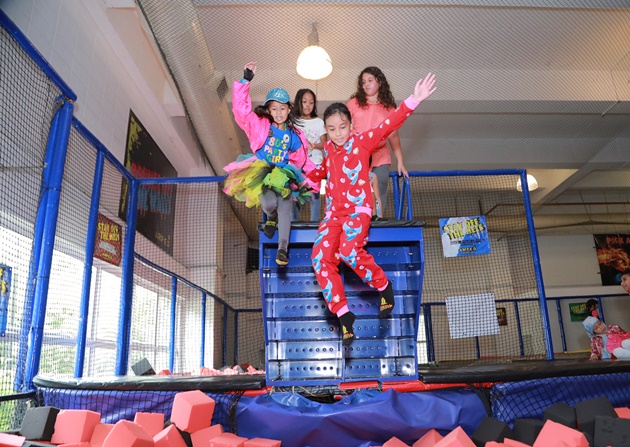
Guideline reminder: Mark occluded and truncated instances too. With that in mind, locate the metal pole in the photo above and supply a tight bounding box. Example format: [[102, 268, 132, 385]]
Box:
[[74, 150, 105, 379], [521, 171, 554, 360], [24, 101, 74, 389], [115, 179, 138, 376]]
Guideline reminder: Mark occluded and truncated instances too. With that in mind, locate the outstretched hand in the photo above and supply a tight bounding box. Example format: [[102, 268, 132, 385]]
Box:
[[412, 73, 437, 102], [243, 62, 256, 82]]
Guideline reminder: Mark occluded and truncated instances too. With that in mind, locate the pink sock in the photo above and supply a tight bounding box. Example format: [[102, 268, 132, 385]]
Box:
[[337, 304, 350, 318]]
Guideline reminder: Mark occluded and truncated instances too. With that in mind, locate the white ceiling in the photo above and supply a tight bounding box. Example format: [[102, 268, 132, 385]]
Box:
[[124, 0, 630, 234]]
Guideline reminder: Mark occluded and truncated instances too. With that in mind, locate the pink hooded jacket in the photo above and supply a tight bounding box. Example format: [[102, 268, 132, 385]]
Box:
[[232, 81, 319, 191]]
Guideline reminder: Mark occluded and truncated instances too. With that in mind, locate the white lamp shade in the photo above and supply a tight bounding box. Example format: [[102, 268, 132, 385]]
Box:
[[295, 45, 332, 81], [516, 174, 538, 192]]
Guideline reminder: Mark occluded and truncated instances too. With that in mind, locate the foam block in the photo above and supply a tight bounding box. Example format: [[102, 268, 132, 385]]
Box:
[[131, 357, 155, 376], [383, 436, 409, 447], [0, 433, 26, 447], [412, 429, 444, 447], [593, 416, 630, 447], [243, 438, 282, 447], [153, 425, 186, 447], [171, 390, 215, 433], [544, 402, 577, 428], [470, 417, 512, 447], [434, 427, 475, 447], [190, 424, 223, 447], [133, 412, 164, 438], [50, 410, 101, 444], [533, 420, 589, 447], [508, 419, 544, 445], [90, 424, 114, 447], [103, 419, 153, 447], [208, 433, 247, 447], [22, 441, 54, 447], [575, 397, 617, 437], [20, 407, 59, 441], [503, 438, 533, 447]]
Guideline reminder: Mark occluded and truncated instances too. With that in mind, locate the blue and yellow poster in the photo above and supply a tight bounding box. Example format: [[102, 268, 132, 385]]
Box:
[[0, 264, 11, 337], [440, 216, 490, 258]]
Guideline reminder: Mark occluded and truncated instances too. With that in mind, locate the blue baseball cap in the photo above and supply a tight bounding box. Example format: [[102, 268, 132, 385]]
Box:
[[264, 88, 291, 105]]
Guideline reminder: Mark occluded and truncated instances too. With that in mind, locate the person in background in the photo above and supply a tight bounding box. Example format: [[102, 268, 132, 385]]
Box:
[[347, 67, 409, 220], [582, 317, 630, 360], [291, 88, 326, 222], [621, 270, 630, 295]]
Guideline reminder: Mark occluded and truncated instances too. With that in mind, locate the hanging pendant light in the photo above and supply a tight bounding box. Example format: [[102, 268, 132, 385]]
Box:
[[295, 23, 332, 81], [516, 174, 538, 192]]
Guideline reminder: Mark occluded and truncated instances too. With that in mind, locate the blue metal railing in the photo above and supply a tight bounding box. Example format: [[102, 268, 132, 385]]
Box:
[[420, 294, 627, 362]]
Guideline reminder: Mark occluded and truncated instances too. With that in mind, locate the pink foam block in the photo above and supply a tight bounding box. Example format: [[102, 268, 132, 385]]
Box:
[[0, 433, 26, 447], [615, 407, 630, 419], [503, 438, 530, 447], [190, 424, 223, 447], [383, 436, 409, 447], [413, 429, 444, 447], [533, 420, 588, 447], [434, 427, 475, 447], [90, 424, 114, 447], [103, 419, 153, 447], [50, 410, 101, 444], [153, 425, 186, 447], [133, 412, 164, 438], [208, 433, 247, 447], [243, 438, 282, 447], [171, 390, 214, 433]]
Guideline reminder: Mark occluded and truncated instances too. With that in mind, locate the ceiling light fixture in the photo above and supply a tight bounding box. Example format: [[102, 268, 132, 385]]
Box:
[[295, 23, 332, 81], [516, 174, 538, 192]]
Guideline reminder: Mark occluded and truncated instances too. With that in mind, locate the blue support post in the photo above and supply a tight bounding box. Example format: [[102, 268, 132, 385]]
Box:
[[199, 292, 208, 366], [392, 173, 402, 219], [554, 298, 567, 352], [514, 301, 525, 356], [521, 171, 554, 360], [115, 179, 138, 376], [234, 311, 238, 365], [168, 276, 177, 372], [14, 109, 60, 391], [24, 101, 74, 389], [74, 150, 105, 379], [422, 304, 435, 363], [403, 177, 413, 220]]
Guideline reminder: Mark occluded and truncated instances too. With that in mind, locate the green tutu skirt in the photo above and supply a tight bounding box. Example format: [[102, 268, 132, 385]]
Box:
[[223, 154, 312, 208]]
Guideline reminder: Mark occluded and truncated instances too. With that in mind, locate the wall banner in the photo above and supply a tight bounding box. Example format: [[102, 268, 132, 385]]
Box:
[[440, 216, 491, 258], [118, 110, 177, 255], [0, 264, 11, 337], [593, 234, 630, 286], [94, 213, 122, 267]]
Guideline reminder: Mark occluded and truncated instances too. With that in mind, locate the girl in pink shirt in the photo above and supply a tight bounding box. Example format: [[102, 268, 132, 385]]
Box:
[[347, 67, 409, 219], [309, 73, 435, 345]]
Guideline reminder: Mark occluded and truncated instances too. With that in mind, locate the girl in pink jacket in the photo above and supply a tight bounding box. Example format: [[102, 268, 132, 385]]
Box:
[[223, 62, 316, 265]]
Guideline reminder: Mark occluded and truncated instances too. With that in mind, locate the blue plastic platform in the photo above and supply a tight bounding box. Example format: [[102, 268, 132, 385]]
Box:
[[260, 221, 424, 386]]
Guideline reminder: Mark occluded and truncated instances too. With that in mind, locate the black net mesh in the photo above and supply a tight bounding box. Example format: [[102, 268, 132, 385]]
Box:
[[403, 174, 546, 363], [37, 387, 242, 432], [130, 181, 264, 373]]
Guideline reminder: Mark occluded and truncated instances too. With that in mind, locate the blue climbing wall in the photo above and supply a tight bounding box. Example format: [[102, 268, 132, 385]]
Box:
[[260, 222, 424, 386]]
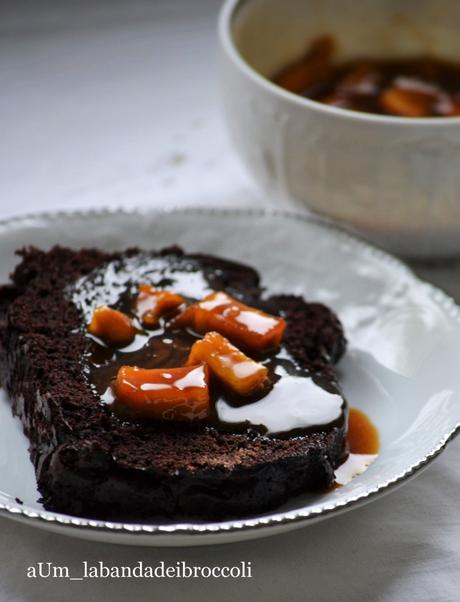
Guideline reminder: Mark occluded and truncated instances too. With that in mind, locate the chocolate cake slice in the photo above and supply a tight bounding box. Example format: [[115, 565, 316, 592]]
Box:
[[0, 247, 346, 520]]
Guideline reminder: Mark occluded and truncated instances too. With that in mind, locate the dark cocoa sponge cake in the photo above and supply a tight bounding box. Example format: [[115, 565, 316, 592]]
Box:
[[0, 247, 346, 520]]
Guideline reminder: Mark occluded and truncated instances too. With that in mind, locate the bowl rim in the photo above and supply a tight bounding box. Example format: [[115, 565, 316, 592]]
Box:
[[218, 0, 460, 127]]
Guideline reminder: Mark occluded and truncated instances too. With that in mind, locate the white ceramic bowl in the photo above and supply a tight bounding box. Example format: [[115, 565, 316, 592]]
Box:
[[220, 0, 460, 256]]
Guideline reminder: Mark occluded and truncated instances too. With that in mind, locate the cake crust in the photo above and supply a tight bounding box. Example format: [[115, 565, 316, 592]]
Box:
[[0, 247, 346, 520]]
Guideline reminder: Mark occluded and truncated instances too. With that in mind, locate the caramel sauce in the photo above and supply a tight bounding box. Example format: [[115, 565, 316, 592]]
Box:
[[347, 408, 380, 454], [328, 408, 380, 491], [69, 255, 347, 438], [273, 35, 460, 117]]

.....

» **Do this**
Reproduce the records verbatim from the line containing "locate the hanging" through the line containing "[[420, 294, 627, 362]]", including both of those lines.

» **Correct response**
Guideline reminder: Mark occluded and truncated instances too. With that in mind, locate the hanging pendant light in the photo above and supply a tight bounding box. Example format: [[102, 268, 132, 385]]
Box:
[[295, 23, 332, 81], [516, 174, 538, 192]]
Guideline reminder: Mark occluded and truncated instances too. With that in mind, locate the blue metal railing in the photo above and supply a tight bounding box. Example format: [[102, 268, 132, 385]]
Box:
[[420, 294, 627, 362]]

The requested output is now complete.